Activity A: According to the gum surgery post, at what time is the surgery scheduled?
Activity B: Decide whether each statement agrees with the gum surgery post: (i) The acupuncture visit was delayed by a scheduling problem. (ii) The writer raised the money for the gum surgery. (iii) The writer has a full bottle of antibiotics.
Activity C: Carry on the gum surgery post from its final sentence.

Unfortunately, and with much regret, I have to say that I wasn’t able to raise the money for the surgery on my gums. Surgery is tomarrow at 1:30pm EST and I will be calling the Periodontist in the am to cancel my appointment. Furthermore, the acupuncture visit has been delayed, due to a scheduling problem, and I’m not entirely sure when I’ll be able to finally meet with Dr. Hou.
So, to all of you that gave your support and prayers, I thank you. I couldn’t have developed this wonderful sense of purpose and joy had I not people across the globe offering prayers and the absolute best of wishes.
When I call the Periodontist tomarrow, I’ll make mention to him that I have half a bottle of antibiotics and the best of hope. But, I’m not sure what happens next. I’m not sure what his advice will be, nor am I certain of what someone in my situation does.
Furthermore, this whole business with my gums and the impending loss of my teeth has pushed deeper, darker aspects from out of my psyche. Those of fear, truth, and realism. This situation could have been avoided. Alas, my father’s wife put an end to that. She professed to my father that gum disease was just another racket employed by the dental group to get money out of people. Here I am, a face that swelled with infection, and X-Rays to show that the roots of my teeth no longer attach themselves to my jawbones.

(Referring expression data)
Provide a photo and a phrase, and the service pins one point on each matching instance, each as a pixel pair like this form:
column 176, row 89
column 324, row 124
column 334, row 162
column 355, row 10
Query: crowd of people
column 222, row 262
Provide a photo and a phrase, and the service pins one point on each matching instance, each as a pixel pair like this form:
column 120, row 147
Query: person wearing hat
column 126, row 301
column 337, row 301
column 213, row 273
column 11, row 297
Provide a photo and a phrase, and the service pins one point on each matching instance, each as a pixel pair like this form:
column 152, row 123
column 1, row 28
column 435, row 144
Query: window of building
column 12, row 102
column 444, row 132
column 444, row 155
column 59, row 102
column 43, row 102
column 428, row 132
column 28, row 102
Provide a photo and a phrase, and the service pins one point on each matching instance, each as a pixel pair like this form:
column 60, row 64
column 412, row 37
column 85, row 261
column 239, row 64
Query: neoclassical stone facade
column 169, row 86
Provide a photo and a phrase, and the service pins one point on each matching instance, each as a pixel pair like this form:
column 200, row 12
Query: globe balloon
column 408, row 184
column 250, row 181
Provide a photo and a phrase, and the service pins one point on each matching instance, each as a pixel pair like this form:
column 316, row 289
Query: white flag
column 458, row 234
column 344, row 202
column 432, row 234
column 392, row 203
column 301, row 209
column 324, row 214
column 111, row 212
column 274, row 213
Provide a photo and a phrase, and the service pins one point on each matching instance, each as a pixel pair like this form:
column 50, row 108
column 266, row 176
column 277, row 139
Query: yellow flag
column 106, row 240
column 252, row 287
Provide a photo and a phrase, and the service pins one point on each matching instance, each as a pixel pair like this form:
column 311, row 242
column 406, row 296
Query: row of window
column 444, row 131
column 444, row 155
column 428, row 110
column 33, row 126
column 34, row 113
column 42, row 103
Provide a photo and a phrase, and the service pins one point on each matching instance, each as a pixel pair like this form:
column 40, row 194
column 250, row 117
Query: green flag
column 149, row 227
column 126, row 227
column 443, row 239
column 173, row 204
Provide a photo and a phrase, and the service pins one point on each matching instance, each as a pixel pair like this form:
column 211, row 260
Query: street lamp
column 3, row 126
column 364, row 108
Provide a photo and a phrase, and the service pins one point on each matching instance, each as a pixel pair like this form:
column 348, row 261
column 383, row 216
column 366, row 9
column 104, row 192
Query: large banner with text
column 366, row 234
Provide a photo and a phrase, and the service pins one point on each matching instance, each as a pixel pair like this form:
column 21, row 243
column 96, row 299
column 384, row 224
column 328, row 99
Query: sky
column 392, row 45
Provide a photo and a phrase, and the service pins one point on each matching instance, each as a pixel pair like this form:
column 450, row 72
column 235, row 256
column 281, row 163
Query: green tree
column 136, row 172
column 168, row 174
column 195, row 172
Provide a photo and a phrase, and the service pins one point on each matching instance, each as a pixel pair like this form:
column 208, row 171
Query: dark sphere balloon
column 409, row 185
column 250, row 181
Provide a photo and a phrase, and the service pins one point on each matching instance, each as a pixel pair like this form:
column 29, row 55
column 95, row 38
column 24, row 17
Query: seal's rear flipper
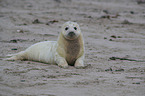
column 13, row 57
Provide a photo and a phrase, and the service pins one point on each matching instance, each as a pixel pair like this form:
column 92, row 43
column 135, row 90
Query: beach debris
column 36, row 21
column 125, row 58
column 126, row 22
column 20, row 31
column 14, row 49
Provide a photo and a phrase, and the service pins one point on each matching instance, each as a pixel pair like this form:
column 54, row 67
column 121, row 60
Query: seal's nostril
column 71, row 33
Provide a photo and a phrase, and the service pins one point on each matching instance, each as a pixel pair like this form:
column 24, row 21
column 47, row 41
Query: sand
column 111, row 28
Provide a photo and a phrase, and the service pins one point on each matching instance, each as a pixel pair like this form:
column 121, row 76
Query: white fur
column 55, row 51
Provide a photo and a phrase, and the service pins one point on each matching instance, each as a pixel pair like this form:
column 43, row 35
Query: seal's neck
column 70, row 47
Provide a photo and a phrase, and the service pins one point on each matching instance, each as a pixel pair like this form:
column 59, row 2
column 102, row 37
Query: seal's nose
column 71, row 33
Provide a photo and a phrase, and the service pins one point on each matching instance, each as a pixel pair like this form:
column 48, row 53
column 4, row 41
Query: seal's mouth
column 71, row 34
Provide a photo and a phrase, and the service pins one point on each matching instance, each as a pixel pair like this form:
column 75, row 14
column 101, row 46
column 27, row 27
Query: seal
column 67, row 50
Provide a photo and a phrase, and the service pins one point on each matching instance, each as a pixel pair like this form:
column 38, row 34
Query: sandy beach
column 114, row 33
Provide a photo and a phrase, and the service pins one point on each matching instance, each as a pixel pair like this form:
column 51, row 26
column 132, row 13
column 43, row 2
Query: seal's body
column 67, row 50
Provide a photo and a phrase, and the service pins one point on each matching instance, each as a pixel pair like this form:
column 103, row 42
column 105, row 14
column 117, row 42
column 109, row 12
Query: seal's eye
column 66, row 28
column 75, row 28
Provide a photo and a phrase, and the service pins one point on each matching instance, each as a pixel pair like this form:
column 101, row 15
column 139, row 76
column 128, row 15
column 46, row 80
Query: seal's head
column 71, row 30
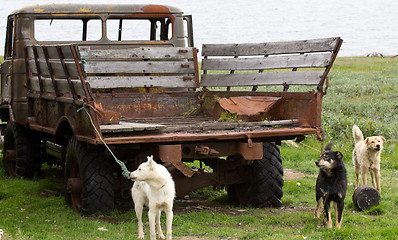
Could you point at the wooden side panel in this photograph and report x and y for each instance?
(184, 81)
(144, 67)
(275, 63)
(264, 63)
(132, 67)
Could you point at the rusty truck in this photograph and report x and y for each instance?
(126, 81)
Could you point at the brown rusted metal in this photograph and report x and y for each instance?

Written reply A: At 1:30pm EST.

Written reply B:
(i) Yes: "the acupuncture visit has been delayed, due to a scheduling problem"
(ii) No: "I wasn’t able to raise the money for the surgery on my gums"
(iii) No: "I have half a bottle of antibiotics"

Written reply C:
For this, I am unforgiving; this situation being in a long line of reminders that she has resented me, has wanted my father to not concern himself with me, and the wedge she has placed between us only allows a space that she wants filled only by her own son. I then found out just yesterday that my neice graduated high school. Complete with cap and gown and a future ready to claim as her own, I was never notified, never emailed, never phoned. I was kept completely out of the loop, reading about the event past tense on Facebook.
I’m realizing there is no safety in the concept of traditional family, that the connections you make with total strangers can be a stronger love than those with whom you share blood.
So, to those of who out there who showed your love, your support, your prayers with me, to those of you that I have yet to meet but wished only the best for me, I can only say with a very full heart, “Thank you.”
The rest of you with whom I share a last name? I have nothing more to say.